WHAT TO DO: Tally the lines of these entries that include "green"; respond with only that tally.

Dataset excerpts
#####

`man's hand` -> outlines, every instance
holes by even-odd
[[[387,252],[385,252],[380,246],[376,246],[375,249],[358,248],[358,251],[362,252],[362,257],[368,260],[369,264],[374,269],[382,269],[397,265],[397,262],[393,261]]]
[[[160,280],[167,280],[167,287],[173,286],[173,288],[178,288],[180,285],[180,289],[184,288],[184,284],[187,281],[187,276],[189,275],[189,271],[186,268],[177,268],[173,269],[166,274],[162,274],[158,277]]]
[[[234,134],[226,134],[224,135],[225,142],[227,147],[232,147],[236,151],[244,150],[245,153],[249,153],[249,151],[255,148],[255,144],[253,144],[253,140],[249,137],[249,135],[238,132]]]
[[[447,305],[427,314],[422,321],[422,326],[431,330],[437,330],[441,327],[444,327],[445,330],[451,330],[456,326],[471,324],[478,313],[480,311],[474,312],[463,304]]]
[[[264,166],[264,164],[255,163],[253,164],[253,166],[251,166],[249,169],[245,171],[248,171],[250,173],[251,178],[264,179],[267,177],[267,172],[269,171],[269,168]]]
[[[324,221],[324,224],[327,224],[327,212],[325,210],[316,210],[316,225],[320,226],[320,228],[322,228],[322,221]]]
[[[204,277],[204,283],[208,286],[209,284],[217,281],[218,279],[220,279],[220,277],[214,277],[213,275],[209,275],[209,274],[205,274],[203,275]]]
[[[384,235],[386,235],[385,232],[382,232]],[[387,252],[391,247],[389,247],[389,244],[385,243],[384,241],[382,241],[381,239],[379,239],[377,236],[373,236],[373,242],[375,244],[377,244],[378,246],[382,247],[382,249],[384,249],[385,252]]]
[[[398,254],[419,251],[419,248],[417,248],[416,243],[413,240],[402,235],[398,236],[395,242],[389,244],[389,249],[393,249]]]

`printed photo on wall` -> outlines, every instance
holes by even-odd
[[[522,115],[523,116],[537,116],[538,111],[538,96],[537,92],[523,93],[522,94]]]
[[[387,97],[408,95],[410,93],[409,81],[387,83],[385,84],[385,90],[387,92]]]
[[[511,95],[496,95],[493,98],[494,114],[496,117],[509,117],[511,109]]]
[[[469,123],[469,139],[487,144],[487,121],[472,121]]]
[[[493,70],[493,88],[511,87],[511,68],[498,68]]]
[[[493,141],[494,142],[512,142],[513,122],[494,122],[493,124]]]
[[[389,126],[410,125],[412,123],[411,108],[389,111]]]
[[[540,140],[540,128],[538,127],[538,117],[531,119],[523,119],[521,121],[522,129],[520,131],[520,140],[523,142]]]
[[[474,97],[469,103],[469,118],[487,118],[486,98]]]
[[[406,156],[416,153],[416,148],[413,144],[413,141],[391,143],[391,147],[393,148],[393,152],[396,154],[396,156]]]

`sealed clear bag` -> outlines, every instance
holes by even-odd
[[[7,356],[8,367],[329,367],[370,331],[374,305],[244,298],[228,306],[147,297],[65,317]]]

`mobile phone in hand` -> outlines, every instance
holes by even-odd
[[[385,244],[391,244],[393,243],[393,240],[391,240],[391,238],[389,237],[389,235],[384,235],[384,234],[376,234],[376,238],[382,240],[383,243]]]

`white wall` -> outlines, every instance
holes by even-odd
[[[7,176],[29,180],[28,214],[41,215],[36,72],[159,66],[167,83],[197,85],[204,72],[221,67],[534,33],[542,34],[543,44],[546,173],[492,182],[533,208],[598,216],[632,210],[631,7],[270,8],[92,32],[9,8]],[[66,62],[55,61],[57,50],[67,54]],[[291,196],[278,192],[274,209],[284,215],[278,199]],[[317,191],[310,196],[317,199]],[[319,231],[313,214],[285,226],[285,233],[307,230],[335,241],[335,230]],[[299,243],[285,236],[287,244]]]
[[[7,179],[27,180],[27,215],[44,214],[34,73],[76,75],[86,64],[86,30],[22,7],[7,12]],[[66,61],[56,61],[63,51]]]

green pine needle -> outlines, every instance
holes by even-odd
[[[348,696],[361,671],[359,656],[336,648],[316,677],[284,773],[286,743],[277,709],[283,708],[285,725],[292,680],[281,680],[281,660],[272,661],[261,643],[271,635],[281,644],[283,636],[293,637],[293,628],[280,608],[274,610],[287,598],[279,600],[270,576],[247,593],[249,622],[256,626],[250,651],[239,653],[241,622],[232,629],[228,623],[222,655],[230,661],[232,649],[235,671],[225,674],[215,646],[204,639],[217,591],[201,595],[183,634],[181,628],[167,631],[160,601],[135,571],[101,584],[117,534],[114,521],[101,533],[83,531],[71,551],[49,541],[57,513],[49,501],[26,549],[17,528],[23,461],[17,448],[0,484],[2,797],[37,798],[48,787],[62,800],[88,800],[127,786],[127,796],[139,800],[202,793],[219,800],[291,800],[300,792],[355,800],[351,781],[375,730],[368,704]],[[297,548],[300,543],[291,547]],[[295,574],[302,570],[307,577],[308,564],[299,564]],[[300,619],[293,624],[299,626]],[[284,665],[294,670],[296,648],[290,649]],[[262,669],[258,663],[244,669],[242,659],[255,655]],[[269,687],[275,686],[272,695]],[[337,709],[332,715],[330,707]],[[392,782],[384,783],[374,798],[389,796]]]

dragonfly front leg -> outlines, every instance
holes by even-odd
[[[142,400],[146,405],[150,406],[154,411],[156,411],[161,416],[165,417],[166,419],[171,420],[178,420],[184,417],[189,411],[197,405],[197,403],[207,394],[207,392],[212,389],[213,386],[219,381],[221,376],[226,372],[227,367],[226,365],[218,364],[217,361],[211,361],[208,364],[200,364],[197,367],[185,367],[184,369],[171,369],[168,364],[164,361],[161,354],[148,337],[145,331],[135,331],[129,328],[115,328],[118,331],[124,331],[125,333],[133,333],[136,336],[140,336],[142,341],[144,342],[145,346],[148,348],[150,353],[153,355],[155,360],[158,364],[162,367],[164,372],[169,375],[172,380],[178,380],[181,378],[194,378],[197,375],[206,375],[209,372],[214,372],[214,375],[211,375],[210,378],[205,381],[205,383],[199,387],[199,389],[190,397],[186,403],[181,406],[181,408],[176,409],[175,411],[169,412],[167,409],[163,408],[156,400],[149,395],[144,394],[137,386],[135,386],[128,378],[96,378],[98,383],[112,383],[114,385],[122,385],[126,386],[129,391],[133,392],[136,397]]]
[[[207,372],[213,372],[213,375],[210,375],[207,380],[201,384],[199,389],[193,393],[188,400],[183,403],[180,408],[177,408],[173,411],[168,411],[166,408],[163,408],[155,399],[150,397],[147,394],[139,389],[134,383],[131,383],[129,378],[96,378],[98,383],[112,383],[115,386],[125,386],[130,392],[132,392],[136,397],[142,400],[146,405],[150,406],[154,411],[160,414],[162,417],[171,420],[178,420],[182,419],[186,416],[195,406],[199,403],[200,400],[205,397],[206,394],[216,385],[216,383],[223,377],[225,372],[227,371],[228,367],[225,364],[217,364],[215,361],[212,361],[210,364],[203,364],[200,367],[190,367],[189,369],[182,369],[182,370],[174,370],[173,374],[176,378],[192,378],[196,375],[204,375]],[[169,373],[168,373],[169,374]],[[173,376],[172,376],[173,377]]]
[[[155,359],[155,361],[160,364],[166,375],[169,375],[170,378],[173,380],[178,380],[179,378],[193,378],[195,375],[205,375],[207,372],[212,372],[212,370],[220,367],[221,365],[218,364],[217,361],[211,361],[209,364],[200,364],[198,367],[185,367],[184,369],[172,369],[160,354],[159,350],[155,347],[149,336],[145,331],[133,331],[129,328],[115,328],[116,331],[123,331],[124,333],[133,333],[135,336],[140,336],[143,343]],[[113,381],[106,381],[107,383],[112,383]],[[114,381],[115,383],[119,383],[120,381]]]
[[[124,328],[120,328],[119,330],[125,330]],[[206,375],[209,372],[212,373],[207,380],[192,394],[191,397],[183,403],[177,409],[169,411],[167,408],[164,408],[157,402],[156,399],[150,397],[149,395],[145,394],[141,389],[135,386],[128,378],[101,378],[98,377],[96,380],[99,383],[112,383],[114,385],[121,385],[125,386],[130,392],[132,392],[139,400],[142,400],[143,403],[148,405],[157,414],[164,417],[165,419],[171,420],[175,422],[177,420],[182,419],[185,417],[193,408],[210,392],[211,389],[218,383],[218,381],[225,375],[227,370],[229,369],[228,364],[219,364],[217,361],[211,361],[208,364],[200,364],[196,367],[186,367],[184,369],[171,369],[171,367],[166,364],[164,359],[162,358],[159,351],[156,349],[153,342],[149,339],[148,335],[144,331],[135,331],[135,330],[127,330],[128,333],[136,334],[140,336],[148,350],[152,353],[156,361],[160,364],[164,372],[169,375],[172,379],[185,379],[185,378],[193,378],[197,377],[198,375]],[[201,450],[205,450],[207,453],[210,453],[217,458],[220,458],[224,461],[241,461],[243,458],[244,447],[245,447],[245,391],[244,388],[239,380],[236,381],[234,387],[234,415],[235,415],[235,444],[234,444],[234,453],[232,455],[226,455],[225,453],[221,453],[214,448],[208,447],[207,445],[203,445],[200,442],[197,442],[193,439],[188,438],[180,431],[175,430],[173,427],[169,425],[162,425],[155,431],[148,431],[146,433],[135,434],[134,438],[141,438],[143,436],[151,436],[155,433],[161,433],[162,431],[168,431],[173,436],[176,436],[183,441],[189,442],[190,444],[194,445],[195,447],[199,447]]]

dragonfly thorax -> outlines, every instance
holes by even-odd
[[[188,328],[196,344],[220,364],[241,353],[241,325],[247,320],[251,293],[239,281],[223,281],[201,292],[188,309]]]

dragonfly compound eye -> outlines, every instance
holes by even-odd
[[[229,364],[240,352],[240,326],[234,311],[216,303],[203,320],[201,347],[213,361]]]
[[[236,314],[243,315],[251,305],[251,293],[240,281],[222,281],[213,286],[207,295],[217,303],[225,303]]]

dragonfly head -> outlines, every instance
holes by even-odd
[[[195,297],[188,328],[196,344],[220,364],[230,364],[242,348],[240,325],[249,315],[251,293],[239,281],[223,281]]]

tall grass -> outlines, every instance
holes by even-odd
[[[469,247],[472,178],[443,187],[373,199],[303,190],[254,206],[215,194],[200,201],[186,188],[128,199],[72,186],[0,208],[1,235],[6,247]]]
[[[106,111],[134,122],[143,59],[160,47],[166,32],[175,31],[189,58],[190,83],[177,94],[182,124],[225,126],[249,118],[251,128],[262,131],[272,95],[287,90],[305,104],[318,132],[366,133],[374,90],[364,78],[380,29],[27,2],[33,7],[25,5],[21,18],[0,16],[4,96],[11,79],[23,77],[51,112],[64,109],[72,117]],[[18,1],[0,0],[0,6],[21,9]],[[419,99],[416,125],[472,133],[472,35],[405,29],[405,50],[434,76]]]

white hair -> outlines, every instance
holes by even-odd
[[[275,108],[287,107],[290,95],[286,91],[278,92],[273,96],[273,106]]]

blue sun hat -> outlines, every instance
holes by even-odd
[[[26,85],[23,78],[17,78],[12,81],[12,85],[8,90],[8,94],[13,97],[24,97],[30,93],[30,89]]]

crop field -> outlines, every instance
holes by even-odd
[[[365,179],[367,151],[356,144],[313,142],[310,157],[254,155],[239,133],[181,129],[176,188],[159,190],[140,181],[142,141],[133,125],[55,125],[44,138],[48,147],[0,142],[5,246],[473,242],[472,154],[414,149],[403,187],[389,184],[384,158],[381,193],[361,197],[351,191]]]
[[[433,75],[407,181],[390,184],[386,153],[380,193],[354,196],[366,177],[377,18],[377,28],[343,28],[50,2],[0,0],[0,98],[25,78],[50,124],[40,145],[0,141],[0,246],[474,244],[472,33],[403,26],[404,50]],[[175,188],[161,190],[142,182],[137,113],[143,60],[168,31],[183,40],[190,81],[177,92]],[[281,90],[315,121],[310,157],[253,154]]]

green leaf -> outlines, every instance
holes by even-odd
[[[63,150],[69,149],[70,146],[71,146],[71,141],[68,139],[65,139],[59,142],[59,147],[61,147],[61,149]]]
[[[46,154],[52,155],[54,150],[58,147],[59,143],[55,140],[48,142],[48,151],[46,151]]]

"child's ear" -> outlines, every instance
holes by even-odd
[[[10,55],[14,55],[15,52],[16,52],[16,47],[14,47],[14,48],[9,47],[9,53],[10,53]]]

#####

WORKED SOLUTION: 2